- [Work to be completed]:
The expected output is a copy of every line in the records with the string "tree".

[Extracted data Boundary: Start]

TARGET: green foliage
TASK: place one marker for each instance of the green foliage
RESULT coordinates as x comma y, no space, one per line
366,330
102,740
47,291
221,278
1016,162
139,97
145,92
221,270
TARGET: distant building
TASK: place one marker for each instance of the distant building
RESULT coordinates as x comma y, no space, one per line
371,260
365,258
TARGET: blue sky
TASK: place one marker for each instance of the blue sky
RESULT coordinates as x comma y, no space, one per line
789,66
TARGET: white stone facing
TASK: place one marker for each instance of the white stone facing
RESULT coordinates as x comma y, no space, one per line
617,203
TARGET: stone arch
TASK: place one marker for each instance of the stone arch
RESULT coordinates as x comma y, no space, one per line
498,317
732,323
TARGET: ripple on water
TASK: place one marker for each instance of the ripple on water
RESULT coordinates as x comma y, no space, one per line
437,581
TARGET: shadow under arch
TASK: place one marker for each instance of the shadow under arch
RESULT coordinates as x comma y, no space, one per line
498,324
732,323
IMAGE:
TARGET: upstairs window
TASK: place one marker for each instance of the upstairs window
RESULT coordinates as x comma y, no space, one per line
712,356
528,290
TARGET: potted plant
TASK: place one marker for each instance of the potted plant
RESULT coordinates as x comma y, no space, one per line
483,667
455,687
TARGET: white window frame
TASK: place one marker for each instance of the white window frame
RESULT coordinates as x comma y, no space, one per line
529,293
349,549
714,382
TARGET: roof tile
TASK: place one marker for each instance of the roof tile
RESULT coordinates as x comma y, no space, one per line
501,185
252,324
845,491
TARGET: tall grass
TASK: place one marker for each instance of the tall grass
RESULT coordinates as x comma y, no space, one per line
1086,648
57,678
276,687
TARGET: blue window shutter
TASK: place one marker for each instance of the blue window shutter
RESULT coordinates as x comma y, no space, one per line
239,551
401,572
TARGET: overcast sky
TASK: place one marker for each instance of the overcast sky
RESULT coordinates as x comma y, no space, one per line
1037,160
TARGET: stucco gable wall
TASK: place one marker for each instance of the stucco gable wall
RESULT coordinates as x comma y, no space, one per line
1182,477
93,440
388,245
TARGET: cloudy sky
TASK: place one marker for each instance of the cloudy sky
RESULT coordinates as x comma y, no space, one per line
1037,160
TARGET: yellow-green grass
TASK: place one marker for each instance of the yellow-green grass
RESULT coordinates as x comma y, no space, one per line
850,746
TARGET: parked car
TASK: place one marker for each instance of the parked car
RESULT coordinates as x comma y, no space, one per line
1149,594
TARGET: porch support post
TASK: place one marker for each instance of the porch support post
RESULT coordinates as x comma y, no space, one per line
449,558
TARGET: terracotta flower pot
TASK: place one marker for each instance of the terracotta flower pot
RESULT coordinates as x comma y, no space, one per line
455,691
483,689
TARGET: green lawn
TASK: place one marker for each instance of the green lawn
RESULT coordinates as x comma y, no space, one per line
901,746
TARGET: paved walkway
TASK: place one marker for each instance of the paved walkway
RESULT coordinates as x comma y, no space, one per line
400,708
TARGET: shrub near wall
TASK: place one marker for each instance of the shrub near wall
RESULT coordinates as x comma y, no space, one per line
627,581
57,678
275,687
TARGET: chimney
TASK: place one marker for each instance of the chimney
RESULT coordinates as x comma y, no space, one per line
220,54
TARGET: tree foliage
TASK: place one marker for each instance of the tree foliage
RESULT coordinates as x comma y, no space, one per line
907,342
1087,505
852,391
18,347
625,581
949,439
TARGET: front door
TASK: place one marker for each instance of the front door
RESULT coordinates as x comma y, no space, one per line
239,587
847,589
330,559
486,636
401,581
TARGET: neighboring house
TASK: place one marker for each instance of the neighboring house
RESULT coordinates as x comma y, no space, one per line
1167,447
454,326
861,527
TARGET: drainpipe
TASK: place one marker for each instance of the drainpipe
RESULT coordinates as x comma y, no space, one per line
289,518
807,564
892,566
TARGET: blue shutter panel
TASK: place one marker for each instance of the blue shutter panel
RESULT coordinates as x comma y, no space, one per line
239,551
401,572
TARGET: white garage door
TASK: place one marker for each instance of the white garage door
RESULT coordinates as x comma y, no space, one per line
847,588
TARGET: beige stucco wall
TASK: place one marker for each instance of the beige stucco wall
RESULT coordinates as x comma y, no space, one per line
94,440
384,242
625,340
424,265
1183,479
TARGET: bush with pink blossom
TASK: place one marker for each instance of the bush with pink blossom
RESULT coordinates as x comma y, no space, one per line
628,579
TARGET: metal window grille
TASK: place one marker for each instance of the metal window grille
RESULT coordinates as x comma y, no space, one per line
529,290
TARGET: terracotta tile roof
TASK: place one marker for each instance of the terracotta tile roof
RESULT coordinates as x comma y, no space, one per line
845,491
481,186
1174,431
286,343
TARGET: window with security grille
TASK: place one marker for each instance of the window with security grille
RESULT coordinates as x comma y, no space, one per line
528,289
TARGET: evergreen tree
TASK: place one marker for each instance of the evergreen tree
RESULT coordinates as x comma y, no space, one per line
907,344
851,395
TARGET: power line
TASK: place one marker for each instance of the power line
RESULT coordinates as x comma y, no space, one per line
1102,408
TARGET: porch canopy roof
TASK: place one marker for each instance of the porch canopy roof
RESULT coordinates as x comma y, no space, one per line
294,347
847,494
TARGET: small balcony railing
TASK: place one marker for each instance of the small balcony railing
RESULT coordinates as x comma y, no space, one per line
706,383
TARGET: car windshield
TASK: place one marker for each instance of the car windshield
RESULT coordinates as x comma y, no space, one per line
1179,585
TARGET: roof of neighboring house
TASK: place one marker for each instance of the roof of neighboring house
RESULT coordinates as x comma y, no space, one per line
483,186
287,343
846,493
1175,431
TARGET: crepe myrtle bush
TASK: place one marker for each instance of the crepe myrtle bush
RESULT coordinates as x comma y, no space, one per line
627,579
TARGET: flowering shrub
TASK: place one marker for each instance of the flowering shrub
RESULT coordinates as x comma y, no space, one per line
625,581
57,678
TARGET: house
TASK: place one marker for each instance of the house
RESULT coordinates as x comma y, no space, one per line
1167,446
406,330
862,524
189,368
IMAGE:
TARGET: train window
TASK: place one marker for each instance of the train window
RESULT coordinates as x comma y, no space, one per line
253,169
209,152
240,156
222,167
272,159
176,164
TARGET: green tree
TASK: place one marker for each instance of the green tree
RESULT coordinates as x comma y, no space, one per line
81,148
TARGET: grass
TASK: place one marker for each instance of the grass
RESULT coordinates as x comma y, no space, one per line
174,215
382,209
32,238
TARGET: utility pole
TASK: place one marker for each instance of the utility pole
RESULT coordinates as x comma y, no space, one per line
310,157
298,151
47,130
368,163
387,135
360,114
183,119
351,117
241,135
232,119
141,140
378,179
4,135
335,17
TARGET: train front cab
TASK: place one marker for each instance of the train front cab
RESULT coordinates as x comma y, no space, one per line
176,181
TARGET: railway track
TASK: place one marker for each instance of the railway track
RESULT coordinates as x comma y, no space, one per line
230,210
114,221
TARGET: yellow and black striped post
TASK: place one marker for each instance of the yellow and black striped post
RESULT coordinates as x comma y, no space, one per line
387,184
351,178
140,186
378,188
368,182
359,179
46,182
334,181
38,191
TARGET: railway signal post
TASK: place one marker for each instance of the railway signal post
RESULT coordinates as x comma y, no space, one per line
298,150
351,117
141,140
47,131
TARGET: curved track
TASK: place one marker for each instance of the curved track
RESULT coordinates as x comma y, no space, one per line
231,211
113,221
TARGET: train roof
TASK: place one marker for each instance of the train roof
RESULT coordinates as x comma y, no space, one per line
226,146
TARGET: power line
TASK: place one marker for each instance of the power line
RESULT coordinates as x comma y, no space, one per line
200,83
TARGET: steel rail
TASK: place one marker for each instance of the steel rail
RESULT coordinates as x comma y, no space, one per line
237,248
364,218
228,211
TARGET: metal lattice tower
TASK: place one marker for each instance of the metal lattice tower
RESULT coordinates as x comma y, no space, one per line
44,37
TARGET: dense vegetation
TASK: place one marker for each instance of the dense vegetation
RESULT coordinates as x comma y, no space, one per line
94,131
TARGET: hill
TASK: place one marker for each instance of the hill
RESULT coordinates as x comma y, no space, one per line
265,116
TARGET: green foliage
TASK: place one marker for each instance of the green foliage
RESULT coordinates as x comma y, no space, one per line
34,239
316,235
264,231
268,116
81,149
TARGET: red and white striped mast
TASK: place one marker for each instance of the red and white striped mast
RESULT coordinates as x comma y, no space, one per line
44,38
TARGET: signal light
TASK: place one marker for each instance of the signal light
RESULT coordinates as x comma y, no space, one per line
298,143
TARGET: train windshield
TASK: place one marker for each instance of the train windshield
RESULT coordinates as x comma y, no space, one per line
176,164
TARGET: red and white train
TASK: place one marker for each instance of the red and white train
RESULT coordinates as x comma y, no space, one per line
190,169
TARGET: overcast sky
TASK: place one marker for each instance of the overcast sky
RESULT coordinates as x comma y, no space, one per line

[Extracted data Boundary: End]

- [Solution]:
TARGET: tree foliage
TASK: place one marker for each instance of the tree foliage
TARGET: evergreen tree
TASK: place one marker for each instance of the evergreen tree
TARGET: green tree
TASK: place one marker for each instance of the green tree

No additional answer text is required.